(PROBLEM TO SOLVE): Check each line of the entries. Copy the ones that contain the string "green".

(MATERIAL FOR THIS EXERCISE):
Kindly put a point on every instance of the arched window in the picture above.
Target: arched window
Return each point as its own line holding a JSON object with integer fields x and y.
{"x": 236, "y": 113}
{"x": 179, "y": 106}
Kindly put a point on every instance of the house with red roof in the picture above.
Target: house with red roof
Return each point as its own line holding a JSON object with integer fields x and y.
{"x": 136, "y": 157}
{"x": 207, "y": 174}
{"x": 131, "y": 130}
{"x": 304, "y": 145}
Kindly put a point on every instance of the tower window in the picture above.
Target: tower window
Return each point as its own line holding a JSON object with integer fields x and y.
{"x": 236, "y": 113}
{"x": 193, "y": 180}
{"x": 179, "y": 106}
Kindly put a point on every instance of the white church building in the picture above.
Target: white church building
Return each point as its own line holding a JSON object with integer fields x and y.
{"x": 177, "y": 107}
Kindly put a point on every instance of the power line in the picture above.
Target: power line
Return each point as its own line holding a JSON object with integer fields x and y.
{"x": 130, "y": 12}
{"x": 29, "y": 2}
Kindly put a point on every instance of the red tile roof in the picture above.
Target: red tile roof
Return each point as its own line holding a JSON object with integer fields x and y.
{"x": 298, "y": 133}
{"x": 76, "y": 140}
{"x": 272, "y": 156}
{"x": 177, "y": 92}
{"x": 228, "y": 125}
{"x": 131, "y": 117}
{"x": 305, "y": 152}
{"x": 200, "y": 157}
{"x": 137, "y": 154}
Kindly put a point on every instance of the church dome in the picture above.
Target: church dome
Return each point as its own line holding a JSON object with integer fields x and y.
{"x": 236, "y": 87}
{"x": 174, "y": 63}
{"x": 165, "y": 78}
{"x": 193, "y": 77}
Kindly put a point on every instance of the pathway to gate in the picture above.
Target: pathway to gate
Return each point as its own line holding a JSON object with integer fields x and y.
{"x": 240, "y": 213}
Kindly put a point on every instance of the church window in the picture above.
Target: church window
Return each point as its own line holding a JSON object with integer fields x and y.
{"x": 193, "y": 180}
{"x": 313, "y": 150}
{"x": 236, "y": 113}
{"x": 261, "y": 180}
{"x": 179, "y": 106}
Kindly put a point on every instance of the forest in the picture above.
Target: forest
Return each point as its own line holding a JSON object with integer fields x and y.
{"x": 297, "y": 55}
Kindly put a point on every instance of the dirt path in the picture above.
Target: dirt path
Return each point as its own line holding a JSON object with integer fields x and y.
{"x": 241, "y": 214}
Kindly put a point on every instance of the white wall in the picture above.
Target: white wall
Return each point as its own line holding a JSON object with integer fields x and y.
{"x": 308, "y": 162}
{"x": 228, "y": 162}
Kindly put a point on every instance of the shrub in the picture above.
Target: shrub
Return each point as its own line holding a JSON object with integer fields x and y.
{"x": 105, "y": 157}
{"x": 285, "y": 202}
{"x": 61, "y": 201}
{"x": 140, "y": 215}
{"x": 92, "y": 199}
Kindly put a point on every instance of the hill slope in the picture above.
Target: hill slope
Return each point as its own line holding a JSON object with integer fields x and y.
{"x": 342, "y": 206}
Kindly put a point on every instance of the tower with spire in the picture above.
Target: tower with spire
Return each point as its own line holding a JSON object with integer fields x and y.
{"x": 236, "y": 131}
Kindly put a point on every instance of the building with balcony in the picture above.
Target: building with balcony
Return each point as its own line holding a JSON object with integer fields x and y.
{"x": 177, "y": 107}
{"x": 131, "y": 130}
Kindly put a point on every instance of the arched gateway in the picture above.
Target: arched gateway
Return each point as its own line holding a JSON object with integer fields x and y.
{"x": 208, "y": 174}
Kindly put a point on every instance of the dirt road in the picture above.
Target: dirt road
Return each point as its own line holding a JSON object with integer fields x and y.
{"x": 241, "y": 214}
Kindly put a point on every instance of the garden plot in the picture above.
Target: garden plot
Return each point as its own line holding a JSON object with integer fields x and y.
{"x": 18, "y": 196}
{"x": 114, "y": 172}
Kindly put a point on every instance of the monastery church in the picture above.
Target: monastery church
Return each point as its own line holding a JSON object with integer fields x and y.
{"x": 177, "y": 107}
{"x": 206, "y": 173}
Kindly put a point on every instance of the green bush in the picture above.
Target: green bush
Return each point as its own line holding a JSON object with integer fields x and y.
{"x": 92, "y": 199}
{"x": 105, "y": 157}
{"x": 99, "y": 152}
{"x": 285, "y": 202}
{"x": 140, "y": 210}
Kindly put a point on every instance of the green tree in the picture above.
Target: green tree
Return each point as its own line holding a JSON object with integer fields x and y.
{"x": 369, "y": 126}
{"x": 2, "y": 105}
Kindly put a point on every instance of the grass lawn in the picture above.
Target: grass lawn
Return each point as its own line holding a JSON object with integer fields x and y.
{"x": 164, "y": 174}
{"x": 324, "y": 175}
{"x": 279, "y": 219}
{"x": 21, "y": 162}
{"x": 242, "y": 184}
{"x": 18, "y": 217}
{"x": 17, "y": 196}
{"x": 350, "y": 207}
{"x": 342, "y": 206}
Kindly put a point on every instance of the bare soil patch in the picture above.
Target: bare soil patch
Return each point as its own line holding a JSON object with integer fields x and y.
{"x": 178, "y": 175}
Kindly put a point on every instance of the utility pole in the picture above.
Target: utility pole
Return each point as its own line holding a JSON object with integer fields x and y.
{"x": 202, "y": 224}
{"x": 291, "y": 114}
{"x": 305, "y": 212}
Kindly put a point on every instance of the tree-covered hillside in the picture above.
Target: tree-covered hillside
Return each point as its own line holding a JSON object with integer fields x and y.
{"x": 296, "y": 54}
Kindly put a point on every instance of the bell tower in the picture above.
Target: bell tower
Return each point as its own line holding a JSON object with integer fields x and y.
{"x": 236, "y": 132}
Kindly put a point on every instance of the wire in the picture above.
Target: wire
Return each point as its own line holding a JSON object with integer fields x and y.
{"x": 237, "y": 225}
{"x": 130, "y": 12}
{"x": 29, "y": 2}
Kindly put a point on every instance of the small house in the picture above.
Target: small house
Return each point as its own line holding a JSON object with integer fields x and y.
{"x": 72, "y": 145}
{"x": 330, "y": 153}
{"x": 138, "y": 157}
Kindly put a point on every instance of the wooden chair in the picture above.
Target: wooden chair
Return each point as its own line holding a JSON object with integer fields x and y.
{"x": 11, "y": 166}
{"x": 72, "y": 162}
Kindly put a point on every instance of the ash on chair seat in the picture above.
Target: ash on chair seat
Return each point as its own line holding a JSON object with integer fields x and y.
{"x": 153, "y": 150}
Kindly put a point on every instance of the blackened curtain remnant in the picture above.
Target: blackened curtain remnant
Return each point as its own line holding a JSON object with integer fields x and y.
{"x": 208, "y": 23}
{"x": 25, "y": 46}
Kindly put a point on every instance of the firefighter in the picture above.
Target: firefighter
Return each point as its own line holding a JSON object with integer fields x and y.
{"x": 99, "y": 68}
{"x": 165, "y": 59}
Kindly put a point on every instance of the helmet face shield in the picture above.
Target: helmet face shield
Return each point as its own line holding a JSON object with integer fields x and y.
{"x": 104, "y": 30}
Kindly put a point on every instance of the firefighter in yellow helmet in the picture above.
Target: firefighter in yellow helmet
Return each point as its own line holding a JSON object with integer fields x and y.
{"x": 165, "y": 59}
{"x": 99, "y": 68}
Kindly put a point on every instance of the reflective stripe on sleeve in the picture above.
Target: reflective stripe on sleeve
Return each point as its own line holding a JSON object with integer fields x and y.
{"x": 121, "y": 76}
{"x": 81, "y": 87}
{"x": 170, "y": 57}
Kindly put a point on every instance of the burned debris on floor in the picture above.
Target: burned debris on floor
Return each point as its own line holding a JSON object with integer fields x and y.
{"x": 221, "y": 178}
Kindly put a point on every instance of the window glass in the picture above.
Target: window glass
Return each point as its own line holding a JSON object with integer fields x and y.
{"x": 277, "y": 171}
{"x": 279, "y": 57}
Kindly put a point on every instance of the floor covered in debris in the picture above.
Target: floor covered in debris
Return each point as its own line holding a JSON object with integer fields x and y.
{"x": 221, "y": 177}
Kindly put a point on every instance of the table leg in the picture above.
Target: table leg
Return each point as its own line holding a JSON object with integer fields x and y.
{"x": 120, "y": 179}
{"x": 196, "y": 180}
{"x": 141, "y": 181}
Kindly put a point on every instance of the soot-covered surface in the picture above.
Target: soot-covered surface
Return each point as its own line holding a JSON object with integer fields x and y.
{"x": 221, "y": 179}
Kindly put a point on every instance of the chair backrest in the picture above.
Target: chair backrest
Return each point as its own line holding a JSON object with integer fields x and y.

(OUTPUT FOR THIS EXERCISE):
Kindly put a point on every instance of the green bush in the picture above.
Target: green bush
Kindly put a point on every instance of the green tree in the picture above.
Target: green tree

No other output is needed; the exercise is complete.